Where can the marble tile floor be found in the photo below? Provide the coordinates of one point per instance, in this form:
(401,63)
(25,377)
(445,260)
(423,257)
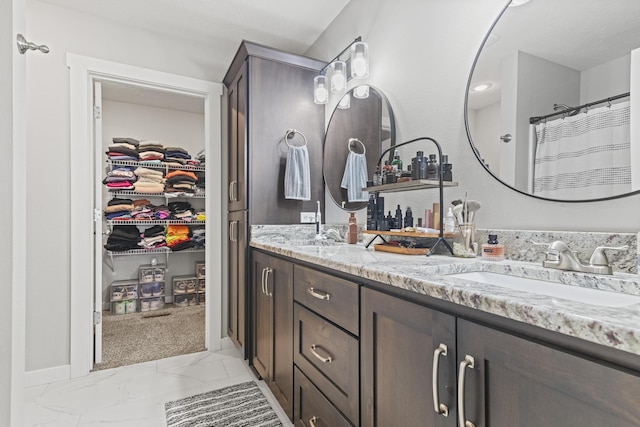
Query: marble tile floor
(135,395)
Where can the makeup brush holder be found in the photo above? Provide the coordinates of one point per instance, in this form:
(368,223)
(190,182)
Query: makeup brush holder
(464,241)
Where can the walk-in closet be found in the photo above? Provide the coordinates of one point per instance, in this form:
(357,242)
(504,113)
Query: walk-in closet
(151,187)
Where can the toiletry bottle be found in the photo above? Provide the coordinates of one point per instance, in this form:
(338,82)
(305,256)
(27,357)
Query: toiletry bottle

--------------------

- [WHAT NEEDS TO BE DONE] Output the entire listing above verbatim, omitting the pictures.

- [ANSWER TO THE TASK]
Where can the marble tile floor be found in the photo below? Provide the coordinates of one point per instance, in this form:
(401,63)
(25,377)
(445,260)
(423,257)
Query: marble tile floor
(135,395)
Where can the makeup brush holder be found in the photo above? Provide the coordinates of one point per instance, in this form:
(368,223)
(190,182)
Query: makeup brush holder
(464,241)
Where can the walk-in closet be found in the photo above? Provide the coordinates of one point per instance, in this form:
(357,242)
(504,113)
Query: walk-in closet
(151,187)
Where can the toiletry bottle be found in the photo above? Provide the coordinates of one point per instance, in this form:
(338,82)
(305,256)
(27,357)
Query: toiletry bottle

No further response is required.